▸ Provided records:
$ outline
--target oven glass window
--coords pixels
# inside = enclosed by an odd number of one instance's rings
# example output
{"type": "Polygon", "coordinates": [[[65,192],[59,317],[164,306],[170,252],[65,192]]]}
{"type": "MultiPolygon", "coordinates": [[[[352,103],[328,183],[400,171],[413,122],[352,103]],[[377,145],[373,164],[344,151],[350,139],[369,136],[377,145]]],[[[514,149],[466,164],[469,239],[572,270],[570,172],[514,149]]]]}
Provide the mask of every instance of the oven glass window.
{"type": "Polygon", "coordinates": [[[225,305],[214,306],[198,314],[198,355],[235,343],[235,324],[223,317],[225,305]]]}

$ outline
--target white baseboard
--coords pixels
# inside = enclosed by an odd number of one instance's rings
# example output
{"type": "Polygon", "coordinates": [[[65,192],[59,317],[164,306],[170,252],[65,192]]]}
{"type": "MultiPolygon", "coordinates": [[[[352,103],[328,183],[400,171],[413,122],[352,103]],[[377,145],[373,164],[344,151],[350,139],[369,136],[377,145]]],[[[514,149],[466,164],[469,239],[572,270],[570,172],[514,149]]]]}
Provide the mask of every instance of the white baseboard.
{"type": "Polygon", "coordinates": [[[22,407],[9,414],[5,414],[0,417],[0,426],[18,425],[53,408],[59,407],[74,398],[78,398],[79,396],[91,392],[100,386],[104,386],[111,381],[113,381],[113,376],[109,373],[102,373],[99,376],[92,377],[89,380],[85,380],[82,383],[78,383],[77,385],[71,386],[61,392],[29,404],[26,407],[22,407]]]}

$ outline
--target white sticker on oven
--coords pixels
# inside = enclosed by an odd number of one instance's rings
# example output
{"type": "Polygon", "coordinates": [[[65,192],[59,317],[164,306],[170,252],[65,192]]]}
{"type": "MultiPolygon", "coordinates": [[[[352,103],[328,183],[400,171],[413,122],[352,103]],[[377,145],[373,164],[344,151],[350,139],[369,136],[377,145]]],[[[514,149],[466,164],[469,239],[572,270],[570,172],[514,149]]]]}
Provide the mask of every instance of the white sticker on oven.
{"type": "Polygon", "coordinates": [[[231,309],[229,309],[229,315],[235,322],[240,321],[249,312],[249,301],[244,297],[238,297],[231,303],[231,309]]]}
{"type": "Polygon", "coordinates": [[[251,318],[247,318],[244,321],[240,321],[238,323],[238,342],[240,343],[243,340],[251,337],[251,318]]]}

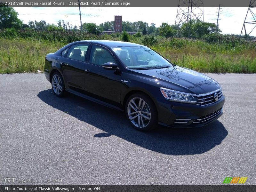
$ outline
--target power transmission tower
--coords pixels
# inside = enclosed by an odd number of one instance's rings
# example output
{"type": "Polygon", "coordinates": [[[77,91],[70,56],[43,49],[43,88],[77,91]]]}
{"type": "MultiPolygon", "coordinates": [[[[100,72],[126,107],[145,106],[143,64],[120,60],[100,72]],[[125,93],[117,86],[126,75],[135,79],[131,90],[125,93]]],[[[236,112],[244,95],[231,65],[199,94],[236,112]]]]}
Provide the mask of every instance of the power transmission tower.
{"type": "MultiPolygon", "coordinates": [[[[216,31],[215,32],[215,34],[216,34],[218,33],[218,27],[219,27],[219,26],[218,26],[218,23],[219,23],[219,20],[220,20],[220,19],[219,19],[219,17],[220,15],[221,15],[221,14],[220,14],[220,10],[221,9],[222,9],[222,7],[220,8],[220,6],[219,6],[219,8],[218,8],[218,9],[219,10],[219,11],[218,12],[218,14],[217,15],[218,16],[218,19],[217,19],[217,24],[216,25],[216,31]]],[[[221,11],[220,12],[222,12],[222,11],[221,11]]]]}
{"type": "Polygon", "coordinates": [[[252,31],[256,27],[256,0],[251,0],[250,3],[249,4],[249,7],[248,8],[248,10],[247,11],[247,13],[245,16],[245,18],[244,19],[244,24],[243,25],[242,30],[241,31],[241,33],[240,34],[240,38],[241,37],[244,38],[244,40],[246,40],[248,38],[255,38],[253,37],[249,37],[250,34],[252,31]],[[249,15],[248,13],[249,13],[249,15]],[[250,24],[250,28],[249,27],[249,24],[250,24]],[[249,29],[249,30],[247,31],[250,31],[249,33],[247,33],[246,31],[246,28],[245,28],[246,25],[247,26],[247,29],[249,29]],[[253,26],[254,26],[253,27],[253,26]],[[252,28],[252,29],[251,30],[252,28]],[[244,31],[244,36],[242,36],[242,33],[244,31]]]}
{"type": "MultiPolygon", "coordinates": [[[[255,0],[256,1],[256,0],[255,0]]],[[[204,0],[179,0],[175,26],[179,31],[174,36],[179,35],[185,30],[188,30],[188,37],[190,37],[197,31],[204,23],[204,0]],[[197,24],[198,27],[192,29],[191,26],[197,24]],[[185,24],[182,29],[181,27],[185,24]]]]}

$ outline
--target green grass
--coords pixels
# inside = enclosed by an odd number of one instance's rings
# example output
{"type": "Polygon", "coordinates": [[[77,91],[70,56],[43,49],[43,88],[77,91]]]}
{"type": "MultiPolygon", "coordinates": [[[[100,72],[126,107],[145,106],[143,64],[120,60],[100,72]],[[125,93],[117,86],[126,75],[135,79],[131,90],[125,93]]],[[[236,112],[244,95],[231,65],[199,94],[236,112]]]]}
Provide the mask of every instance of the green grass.
{"type": "MultiPolygon", "coordinates": [[[[94,39],[121,39],[120,37],[110,35],[93,37],[94,39]]],[[[132,36],[130,41],[142,44],[144,38],[132,36]]],[[[199,40],[156,38],[156,43],[151,47],[179,66],[202,73],[256,73],[255,43],[209,43],[199,40]]],[[[46,55],[67,43],[56,39],[0,37],[0,73],[43,72],[46,55]]]]}

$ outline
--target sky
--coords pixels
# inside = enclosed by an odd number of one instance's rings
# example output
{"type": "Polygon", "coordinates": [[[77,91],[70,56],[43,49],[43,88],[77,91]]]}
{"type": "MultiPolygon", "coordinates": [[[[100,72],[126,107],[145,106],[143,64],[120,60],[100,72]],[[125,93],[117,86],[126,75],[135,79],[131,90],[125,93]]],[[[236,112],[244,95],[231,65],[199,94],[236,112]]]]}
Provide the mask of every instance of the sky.
{"type": "MultiPolygon", "coordinates": [[[[205,22],[217,23],[217,8],[204,7],[205,22]]],[[[240,35],[248,7],[222,7],[219,21],[222,34],[240,35]]],[[[14,7],[19,18],[28,23],[29,20],[45,20],[47,23],[57,25],[59,20],[64,20],[73,26],[80,25],[78,7],[14,7]]],[[[177,7],[81,7],[82,23],[92,22],[99,25],[114,20],[115,15],[122,16],[123,20],[130,22],[141,20],[156,24],[159,27],[163,22],[174,24],[177,7]]],[[[253,21],[248,13],[246,21],[253,21]]],[[[247,34],[255,25],[247,24],[247,34]]],[[[256,36],[256,28],[251,35],[256,36]]]]}

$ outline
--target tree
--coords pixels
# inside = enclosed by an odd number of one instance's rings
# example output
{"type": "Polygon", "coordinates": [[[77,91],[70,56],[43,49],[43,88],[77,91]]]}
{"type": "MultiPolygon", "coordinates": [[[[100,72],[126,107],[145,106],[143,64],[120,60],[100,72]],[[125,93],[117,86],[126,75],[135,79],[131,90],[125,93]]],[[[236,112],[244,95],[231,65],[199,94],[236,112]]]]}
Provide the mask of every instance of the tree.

▸ Instructions to follow:
Repeat the entries exactly and keep the pictures out of the copy.

▸ Reply to the task:
$ outline
--target oven glass window
--coords pixels
# inside = enclosed by an odd number of one instance's rings
# example output
{"type": "Polygon", "coordinates": [[[65,192],[59,317],[164,306],[170,252],[65,192]]]}
{"type": "MultiPolygon", "coordinates": [[[[352,103],[328,183],[400,171],[413,122],[352,103]],[[377,145],[373,164],[344,151],[350,139],[369,136],[377,145]]],[[[514,149],[466,164],[469,239],[572,270],[570,172],[514,149]]]]}
Provide the mask of every instance of the oven glass window.
{"type": "Polygon", "coordinates": [[[225,305],[214,306],[198,314],[198,355],[235,343],[235,324],[223,317],[225,305]]]}

$ outline
--target white baseboard
--coords pixels
# inside = enclosed by an odd number of one instance's rings
# example output
{"type": "Polygon", "coordinates": [[[65,192],[59,317],[164,306],[170,252],[65,192]]]}
{"type": "MultiPolygon", "coordinates": [[[[352,103],[328,183],[400,171],[413,122],[352,103]],[[377,145],[373,164],[344,151],[350,139],[369,136],[377,145]]],[[[514,149],[466,164],[469,239],[572,270],[570,172],[514,149]]]]}
Provide the mask of every instance of the white baseboard.
{"type": "Polygon", "coordinates": [[[22,407],[9,414],[5,414],[0,417],[0,426],[18,425],[53,408],[59,407],[74,398],[78,398],[79,396],[91,392],[100,386],[104,386],[111,381],[113,381],[113,376],[109,373],[102,373],[99,376],[92,377],[89,380],[85,380],[82,383],[78,383],[77,385],[71,386],[61,392],[29,404],[26,407],[22,407]]]}

$ outline
--target white sticker on oven
--coords pixels
# inside = enclosed by an odd number of one instance's rings
# example output
{"type": "Polygon", "coordinates": [[[65,192],[59,317],[164,306],[170,252],[65,192]]]}
{"type": "MultiPolygon", "coordinates": [[[[352,103],[328,183],[400,171],[413,122],[352,103]],[[377,145],[373,164],[344,151],[350,139],[369,136],[377,145]]],[[[514,149],[466,164],[469,239],[572,270],[570,172],[514,149]]]]}
Provide the mask of every instance of the white sticker on oven.
{"type": "Polygon", "coordinates": [[[231,309],[229,309],[229,315],[235,322],[240,321],[249,312],[249,301],[244,297],[238,297],[231,303],[231,309]]]}
{"type": "Polygon", "coordinates": [[[251,318],[247,318],[244,321],[240,321],[238,323],[238,342],[240,343],[243,340],[251,337],[251,318]]]}

$ outline
--target power transmission tower
--coords pixels
# inside = enclosed by an odd number of one instance's rings
# example output
{"type": "Polygon", "coordinates": [[[77,91],[70,56],[43,49],[43,88],[77,91]]]}
{"type": "MultiPolygon", "coordinates": [[[[100,72],[126,107],[145,106],[143,64],[120,60],[100,72]],[[125,93],[117,86],[126,75],[135,79],[131,90],[125,93]]],[[[236,112],[244,95],[231,65],[199,94],[236,112]]]]}
Provide the mask of every instance of the power transmission tower.
{"type": "MultiPolygon", "coordinates": [[[[216,31],[215,32],[215,34],[216,34],[218,33],[218,27],[219,27],[219,26],[218,26],[218,23],[219,23],[219,20],[220,20],[220,19],[219,19],[219,17],[220,15],[221,15],[221,14],[220,14],[220,10],[221,9],[222,9],[222,7],[220,8],[220,6],[219,6],[219,8],[218,8],[218,9],[219,10],[219,11],[218,12],[218,14],[217,15],[218,16],[218,19],[217,19],[217,24],[216,25],[216,31]]],[[[221,11],[220,12],[222,12],[222,11],[221,11]]]]}
{"type": "Polygon", "coordinates": [[[252,31],[256,27],[256,0],[251,0],[250,3],[249,4],[249,7],[248,8],[248,10],[247,11],[247,13],[245,16],[245,18],[244,19],[244,24],[243,25],[242,30],[241,31],[241,33],[240,34],[240,38],[241,37],[244,38],[244,40],[246,40],[248,38],[255,38],[253,37],[249,37],[250,34],[252,31]],[[249,15],[248,13],[249,13],[249,15]],[[250,24],[250,28],[249,27],[249,24],[250,24]],[[249,29],[249,30],[247,31],[250,31],[249,33],[247,33],[246,31],[246,28],[245,28],[246,25],[247,26],[247,29],[249,29]],[[253,26],[254,26],[253,27],[253,26]],[[252,28],[252,29],[251,30],[252,28]],[[244,31],[244,36],[242,36],[242,33],[244,31]]]}
{"type": "MultiPolygon", "coordinates": [[[[255,0],[256,1],[256,0],[255,0]]],[[[204,0],[179,0],[175,26],[179,31],[174,36],[179,35],[185,30],[188,30],[188,37],[190,37],[197,31],[204,23],[204,0]],[[197,24],[198,27],[192,29],[191,26],[197,24]],[[185,24],[182,29],[181,27],[185,24]]]]}

$ outline
--target green grass
--coords pixels
# inside = enclosed by an odd number of one instance's rings
# example output
{"type": "Polygon", "coordinates": [[[77,91],[70,56],[43,49],[43,88],[77,91]]]}
{"type": "MultiPolygon", "coordinates": [[[[100,72],[126,107],[145,106],[143,64],[120,60],[100,72]],[[125,93],[117,86],[126,75],[135,79],[131,90],[125,93]]],[[[236,112],[244,95],[231,65],[199,94],[236,112]]]]}
Provide the mask of every instance of the green grass.
{"type": "MultiPolygon", "coordinates": [[[[94,39],[121,39],[120,37],[110,35],[93,37],[94,39]]],[[[132,36],[130,41],[142,44],[144,38],[132,36]]],[[[199,40],[156,38],[156,43],[151,47],[179,66],[202,73],[256,73],[255,43],[209,43],[199,40]]],[[[46,55],[67,43],[56,39],[0,37],[0,73],[43,72],[46,55]]]]}

$ outline
--target sky
--coords pixels
# inside = enclosed by an odd number of one instance's rings
# example output
{"type": "Polygon", "coordinates": [[[77,91],[70,56],[43,49],[43,88],[77,91]]]}
{"type": "MultiPolygon", "coordinates": [[[[100,72],[126,107],[145,106],[143,64],[120,60],[100,72]],[[125,93],[117,86],[126,75],[135,79],[131,90],[125,93]]],[[[236,112],[244,95],[231,65],[199,94],[236,112]]]]}
Provide the mask of every instance of the sky.
{"type": "MultiPolygon", "coordinates": [[[[205,22],[217,23],[217,8],[204,7],[205,22]]],[[[240,35],[248,7],[222,7],[219,21],[222,34],[240,35]]],[[[14,7],[19,18],[28,23],[29,20],[45,20],[47,23],[57,25],[59,20],[64,20],[73,26],[80,25],[78,7],[14,7]]],[[[177,7],[81,7],[82,23],[92,22],[99,25],[114,20],[115,15],[122,16],[123,20],[130,22],[141,20],[156,24],[159,27],[163,22],[174,24],[177,7]]],[[[253,21],[248,13],[246,21],[253,21]]],[[[247,34],[255,25],[247,24],[247,34]]],[[[256,36],[256,28],[251,35],[256,36]]]]}

$ outline
--target tree
--coords pixels
# inside = enclosed by an odd number of one instance's rings
# example output
{"type": "Polygon", "coordinates": [[[77,91],[70,56],[43,49],[43,88],[77,91]]]}
{"type": "MultiPolygon", "coordinates": [[[[100,72],[126,107],[145,106],[143,64],[120,60],[100,72]],[[125,93],[117,86],[126,75],[135,79],[131,90],[125,93]]],[[[236,112],[244,95],[231,65],[199,94],[236,112]]]]}
Provide the mask of every instance of the tree.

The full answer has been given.